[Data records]
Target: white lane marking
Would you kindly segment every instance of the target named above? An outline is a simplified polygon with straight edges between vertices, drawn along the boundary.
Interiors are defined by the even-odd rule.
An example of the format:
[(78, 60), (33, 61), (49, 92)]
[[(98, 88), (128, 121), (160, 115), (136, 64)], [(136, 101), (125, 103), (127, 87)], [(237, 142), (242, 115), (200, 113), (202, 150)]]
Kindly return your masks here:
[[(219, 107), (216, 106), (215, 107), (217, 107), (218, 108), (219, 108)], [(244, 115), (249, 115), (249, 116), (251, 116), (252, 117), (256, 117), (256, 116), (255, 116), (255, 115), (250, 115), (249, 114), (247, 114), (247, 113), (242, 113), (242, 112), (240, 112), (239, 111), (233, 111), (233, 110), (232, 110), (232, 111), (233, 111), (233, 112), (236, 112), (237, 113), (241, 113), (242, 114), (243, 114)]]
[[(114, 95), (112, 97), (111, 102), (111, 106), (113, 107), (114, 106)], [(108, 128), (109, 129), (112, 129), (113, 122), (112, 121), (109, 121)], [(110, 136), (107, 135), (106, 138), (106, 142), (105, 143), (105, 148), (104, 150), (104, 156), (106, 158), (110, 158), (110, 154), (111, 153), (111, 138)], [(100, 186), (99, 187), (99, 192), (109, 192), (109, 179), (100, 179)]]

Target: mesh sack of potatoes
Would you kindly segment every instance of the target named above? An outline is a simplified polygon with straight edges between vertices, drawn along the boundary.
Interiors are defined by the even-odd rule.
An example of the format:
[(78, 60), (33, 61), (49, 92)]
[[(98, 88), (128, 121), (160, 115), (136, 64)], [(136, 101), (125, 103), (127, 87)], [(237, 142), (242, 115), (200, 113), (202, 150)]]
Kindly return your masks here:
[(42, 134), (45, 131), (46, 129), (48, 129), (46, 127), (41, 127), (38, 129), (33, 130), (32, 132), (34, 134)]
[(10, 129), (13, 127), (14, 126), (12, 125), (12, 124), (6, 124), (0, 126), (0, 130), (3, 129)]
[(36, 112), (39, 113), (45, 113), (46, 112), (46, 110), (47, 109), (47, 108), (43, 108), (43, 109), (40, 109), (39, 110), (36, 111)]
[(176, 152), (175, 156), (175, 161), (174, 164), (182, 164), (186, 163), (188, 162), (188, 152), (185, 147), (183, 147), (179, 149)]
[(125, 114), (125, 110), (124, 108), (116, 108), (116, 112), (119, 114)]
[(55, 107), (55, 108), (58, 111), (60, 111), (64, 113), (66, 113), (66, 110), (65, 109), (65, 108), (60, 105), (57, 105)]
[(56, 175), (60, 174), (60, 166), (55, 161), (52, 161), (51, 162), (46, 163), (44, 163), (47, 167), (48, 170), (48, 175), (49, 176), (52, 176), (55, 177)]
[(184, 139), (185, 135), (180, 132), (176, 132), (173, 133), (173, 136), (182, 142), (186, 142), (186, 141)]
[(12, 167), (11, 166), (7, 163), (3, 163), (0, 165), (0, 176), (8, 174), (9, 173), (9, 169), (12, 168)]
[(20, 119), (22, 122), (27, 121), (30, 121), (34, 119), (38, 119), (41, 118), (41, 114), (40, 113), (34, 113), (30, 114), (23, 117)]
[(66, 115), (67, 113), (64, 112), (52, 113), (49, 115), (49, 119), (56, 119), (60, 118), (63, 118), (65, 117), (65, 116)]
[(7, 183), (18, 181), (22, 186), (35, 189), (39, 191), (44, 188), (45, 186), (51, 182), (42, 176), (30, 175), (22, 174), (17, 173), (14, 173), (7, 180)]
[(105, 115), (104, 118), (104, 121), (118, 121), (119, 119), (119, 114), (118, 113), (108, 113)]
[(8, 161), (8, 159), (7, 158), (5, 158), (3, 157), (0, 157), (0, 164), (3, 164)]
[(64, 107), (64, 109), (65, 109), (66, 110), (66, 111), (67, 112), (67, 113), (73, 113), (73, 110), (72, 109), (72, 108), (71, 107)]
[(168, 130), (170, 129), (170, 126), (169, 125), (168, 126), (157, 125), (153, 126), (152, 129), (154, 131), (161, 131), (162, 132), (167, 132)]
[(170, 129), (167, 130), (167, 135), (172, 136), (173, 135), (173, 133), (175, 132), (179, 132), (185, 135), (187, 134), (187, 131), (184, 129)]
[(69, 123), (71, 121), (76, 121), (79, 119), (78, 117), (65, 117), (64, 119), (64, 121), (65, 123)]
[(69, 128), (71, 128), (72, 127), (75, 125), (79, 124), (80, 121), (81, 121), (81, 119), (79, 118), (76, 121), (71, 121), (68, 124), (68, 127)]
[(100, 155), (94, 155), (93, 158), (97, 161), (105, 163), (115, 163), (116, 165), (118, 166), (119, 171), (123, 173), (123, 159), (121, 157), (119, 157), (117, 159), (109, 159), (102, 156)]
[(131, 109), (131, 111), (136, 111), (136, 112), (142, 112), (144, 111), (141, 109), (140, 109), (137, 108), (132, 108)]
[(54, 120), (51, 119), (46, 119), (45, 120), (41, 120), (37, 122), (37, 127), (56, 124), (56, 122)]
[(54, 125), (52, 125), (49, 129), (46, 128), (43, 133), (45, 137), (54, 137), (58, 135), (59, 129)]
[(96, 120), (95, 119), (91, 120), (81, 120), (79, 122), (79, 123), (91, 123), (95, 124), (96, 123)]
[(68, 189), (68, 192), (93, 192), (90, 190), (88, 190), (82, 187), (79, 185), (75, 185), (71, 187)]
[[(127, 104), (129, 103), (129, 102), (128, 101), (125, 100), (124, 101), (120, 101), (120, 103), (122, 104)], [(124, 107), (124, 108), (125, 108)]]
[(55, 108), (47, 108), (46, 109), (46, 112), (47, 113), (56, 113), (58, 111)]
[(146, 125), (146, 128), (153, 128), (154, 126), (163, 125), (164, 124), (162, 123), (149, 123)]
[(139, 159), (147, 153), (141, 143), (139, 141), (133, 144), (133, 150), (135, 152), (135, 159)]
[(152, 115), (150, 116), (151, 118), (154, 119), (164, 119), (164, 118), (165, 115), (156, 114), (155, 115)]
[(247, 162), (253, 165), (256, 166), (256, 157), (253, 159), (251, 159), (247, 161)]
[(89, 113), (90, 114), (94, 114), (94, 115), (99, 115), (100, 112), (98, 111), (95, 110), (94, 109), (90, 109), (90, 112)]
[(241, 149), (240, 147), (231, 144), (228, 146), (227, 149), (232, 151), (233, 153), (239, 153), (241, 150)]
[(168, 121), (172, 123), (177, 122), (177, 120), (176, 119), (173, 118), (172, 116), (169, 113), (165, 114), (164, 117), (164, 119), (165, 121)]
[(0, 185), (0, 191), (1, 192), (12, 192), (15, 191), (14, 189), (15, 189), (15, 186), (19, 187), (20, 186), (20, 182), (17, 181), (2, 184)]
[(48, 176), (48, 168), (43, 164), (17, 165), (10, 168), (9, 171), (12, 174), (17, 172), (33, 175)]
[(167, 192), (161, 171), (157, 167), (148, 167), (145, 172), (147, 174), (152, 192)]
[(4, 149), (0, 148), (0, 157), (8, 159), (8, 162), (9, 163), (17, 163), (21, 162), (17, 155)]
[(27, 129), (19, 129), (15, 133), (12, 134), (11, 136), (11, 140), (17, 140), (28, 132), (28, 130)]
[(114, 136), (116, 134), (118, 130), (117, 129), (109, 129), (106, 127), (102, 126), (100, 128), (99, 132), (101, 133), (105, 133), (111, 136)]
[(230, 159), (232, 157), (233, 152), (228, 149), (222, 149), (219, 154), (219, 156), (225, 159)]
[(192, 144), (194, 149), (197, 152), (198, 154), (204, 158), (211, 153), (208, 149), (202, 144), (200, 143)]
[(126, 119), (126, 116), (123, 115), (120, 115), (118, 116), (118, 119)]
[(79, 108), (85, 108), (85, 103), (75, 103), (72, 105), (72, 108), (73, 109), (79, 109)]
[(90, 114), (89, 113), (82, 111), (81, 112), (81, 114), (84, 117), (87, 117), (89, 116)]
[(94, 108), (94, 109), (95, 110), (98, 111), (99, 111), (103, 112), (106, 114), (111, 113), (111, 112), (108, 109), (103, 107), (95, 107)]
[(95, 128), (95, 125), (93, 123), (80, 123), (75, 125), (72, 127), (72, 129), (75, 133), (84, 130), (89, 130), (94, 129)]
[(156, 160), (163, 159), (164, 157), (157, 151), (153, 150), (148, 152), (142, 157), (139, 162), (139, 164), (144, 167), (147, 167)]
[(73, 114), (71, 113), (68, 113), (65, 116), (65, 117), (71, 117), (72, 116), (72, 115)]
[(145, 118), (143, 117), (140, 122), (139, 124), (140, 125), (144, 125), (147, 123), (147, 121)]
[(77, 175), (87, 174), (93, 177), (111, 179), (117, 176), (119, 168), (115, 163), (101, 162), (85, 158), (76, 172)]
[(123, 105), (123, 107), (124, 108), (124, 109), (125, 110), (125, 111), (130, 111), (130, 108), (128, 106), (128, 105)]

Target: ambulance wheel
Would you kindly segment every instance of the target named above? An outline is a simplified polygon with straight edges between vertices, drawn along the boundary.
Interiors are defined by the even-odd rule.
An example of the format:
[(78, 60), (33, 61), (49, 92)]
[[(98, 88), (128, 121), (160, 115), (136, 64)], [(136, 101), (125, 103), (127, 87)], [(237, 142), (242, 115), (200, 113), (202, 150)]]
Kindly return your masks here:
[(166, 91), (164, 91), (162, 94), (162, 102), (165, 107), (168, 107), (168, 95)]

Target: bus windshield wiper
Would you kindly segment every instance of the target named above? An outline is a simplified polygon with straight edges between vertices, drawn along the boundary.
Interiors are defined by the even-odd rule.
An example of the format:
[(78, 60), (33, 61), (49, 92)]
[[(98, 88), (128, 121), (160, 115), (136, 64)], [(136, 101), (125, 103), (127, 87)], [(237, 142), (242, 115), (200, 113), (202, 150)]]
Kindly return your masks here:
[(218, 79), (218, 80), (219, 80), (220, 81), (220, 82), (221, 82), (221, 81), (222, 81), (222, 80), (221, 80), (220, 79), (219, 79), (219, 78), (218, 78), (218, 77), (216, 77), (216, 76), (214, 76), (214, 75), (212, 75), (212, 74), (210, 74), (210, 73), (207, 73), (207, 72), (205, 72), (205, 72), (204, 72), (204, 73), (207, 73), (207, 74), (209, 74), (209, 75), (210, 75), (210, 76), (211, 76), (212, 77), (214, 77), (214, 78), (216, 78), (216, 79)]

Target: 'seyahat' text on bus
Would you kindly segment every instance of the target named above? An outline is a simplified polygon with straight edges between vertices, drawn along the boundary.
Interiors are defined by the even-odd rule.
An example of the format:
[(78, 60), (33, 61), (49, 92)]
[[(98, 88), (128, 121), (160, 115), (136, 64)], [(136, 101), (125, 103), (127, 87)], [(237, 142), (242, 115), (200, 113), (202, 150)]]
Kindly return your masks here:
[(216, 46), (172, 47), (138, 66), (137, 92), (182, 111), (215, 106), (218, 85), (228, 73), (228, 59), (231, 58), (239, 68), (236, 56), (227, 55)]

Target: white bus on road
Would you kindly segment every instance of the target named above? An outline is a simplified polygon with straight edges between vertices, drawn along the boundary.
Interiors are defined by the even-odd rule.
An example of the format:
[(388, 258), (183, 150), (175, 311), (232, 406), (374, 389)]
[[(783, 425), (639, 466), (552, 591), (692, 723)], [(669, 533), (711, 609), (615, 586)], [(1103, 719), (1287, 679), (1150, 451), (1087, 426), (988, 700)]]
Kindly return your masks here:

→ YOUR GOAL: Retype the lines above, from the line with "Target: bus windshield wiper" up to and including the line with "78), (216, 79)]", with no changes.

→ FINISHED EXERCISE:
Target: bus windshield wiper
Would you kindly segment every instance of the target named above? An outline is a simplified polygon with straight edges between vertices, drawn along the boundary.
Interiors are defined by the even-odd rule.
An example of the format:
[(78, 60), (33, 61), (49, 92)]
[[(98, 88), (128, 121), (160, 115), (136, 64)], [(136, 101), (125, 103), (127, 87)], [(237, 142), (242, 115), (200, 113), (202, 150)]]
Kindly return your masks here:
[(218, 79), (218, 80), (219, 80), (220, 81), (220, 82), (221, 82), (221, 81), (222, 81), (222, 80), (221, 80), (220, 79), (219, 79), (219, 78), (218, 78), (218, 77), (216, 77), (216, 76), (214, 76), (214, 75), (212, 75), (212, 74), (210, 74), (210, 73), (207, 73), (207, 72), (205, 72), (205, 72), (204, 72), (204, 73), (207, 73), (207, 74), (209, 74), (209, 75), (210, 75), (210, 76), (211, 76), (212, 77), (214, 77), (214, 78), (216, 78), (216, 79)]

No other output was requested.